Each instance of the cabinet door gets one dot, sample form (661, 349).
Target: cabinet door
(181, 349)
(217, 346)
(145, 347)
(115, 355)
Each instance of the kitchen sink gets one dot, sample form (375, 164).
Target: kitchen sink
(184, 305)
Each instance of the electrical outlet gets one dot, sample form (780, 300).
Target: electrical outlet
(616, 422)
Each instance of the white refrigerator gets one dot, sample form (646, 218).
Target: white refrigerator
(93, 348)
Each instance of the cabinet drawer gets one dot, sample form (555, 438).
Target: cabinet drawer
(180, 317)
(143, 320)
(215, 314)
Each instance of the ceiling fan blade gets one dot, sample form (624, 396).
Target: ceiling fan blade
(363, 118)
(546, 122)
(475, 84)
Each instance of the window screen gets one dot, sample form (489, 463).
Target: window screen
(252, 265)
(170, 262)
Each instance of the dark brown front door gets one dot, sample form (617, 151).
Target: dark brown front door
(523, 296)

• Work to be completed
Everything from the line containing "Each instance of the cabinet drawer" to the last line of the data above must be set down exactly, both ends included, with no other lines.

• Task result
Each instance of the cabinet drawer gets one dot, sample form (555, 438).
Target: cabinet drawer
(180, 317)
(143, 320)
(215, 314)
Each instance of the ceiling fan blade gets one dot, sample form (624, 396).
Target: ceiling fan blade
(363, 118)
(546, 122)
(475, 84)
Each instance of the window screen gets one dot, sample form (489, 463).
Target: window screen
(252, 265)
(170, 262)
Each instance of the dark brown front door gets one dot, sample form (617, 151).
Target: dark brown front door
(523, 296)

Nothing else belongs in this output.